> [Tugas yang Diberikan]:
**1)** Tuliskan kembali tanpa perubahan bagian artikel tentang pendidikan nasional yang dibuka dengan kata-kata "Kebebasan berpikir hanya" dan ditutup dengan "dalam perjuangan politik.".
**2)** Teruskan artikel tentang pendidikan nasional mulai dari titik tempat artikel itu berhenti.
:: Teks Pilihan
Dr.
Ignas Kleden:
Pendidikan Nasional Tak Berefek Emansipatoris
Kupang,
Kompas - Sosiolog Ignas Kleden melihat pendidikan
nasional selama Orde Baru hingga sekarang tidak berefek
emansipatoris dan pembebasan. Pendidikan nasional
malah cenderung menghasilkan manusia bersikap adaptis
terhadap penyelewengan.
"Pendidikan nasional Indonesia
tidak mendidik masyarakat agar mengambil sikap secara
intelektual terhadap semua penyelewengan yang terjadi,"
kata Ignas ketika tampil sebagai penceramah pada Kongres
Nasional XXIII dan Sidang XXII Majelis Permusyawaratan
Anggota (MPA) Perhimpunan Mahasiswa Katolik Republik
Indonesia (PMKRI) di Kupang, Rabu (20/11).
Pimpinan Media Research Ignas Kleden
& Associates itu menyebutkan sejumlah sebab kemerosotan
pendidikan nasional. Di antaranya adalah apa yang
disebutnya sebagai pendidikan bersifat instrumental,
yakni suatu pendidikan yang tidak mendidik orang untuk
menjadi manusia dewasa. Pendidikan semacam ini hanya
menghasilkan manusia yang taat pada kepentingan kekuasaan.
Ia menunjuk contoh sistem ujian pilihan
ganda. Katanya, "Dalam ujian seperti itu sama
sekali tidak mendidik orang untuk berpikir bebas.
Kebebasan berpikir hanya dibatasi dalam tiga atau
empat kemungkinan pilihan jawaban yang disodorkan.
Anda tidak bisa mengusahakan penalaran sendiri untuk
mencari jawaban selain empat butir yang disiapkan
sebagai kemungkinan jawaban."
Ignas lebih jauh memaparkan, kiprah
mahasiswa Indonesia dalam sejarahnya tidak terlepas
dari perjuangan politik. Sejarah Indonesia sudah menciptakan
semacam hubungan historis yang menyebabkan mahasiswa
Indonesia selalu, atau satu dan lain cara, terlibat
secara aktif dalam perjuangan politik.
Sejak dulu, mahasiswa Indonesia dalam
perjuangannya selain mempelajari pokok-pokok studi,
mereka juga harus berupaya membebaskan bangsanya dari
penjajahan. Ini tugas yang paling berat. Tidak mengherankan
bila banyak di antara mereka yang akhirnya memilih
untuk berjuang di dalam gerakan-gerakan politik daripada
meneruskan kuliah. Bung Hatta sendiri memerlukan waktu
11 tahun untuk mencapai gelar doktorandusnya. Ini
merupakan waktu yang dua kali lebih dari waktu yang
biasa.
::::
:: Informasi yang Diberikan
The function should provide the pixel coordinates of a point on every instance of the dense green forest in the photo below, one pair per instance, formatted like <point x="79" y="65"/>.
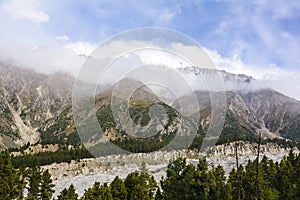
::::
> [Jawaban Tertulis]:
**1)**
Kebebasan berpikir hanya dibatasi dalam tiga atau
empat kemungkinan pilihan jawaban yang disodorkan.
Anda tidak bisa mengusahakan penalaran sendiri untuk
mencari jawaban selain empat butir yang disiapkan
sebagai kemungkinan jawaban."
Ignas lebih jauh memaparkan, kiprah
mahasiswa Indonesia dalam sejarahnya tidak terlepas
dari perjuangan politik. Sejarah Indonesia sudah menciptakan
semacam hubungan historis yang menyebabkan mahasiswa
Indonesia selalu, atau satu dan lain cara, terlibat
secara aktif dalam perjuangan politik.

**2)**
Karena itu, lanjut Ignas, usaha menormalisasikan
kampus, seperti dilakukan Daud Joesoef tahun 1970-an,
adalah usaha yang bertentangan dengan watak historis
dari gerakan mahasiswa. Meski begitu, keterlibatan
mahasiswa dalam perjuangan politik sejak dulu hingga
sekarang tetap sama. Andalannya adalah kekuatan intelektual,
kekuatan pikiran, kekuatan berargumentasi dan kekuatan
bernalar dengan konsep-konsep dan data yang mereka
kuasai.
Reformasi pendidikan
Bagaimana kedudukan mahasiswa sejak
reformasi? Tidak dapat dimungkiri bahwa peranan mahasiswa
dalam meluncurkan reformasi adalah suatu peranan sejarah
yang tak dapat disangkal. Namun, menurut Ignas, reformasi
telah melupakan satu hal yang sangat penting, yaitu
tidak melakukan reformasi pendidikan.
Ignas mengingatkan bahwa slogan pendidikan
menciptakan manusia siap pakai sebenarnya hanya slogan
semu. Tidak ada pendidikan di dunia ini yang menjadikan
orang siap pakai. Alasannya, karena industri berkembang
selalu lebih cepat dari sekolah. Alasan lain, perkembangan
masyarakat dan kebudayaan juga selalu lebih cepat
dari sekolah.
"Jadi, yang diperlukan adalah orang
yang siap belajar, bukan orang yang siap pakai. Kita
jangan terbuai dengan slogan mendidik manusia siap
pakai. Yang dibutuhkan adalah mendidik orang yang
secara bertahap dewasa secara individu: bisa berpikir
sendiri, mempertimbangkan sendiri, bertindak sendiri,
dan bertanggungjawab sendiri terhadap apa yang dilakukannya,"
kata Ignas.
Untuk itu, ia mengusulkan PMKRI agar
mendorong dilakukannya reformasi pendidikan untuk
5-10 tahun mendatang. Tema itu supaya digarap secara
terus-menerus dan konsisten dari tahun ke tahun. Bahkan,
kalau dimungkinkan, reformasi pendidikan itu menjadi
tema jangka panjang PMKRI.
Menurut Ignas, tema ini sangat strategis,
terutama karena belum mendapat perhatian yang cukup
dari kelompok lain. Tema ini juga relevan untuk lingkungan
PMKRI sendiri. Prioritas reformasi itu harus dimulai
dari bawah, yakni sekolah dasar (SD). "Kita hanya
bisa berbicara reformasi pendidikan kalau pendidikan
dasarnya diperbaiki dan diperkokoh," ujarnya.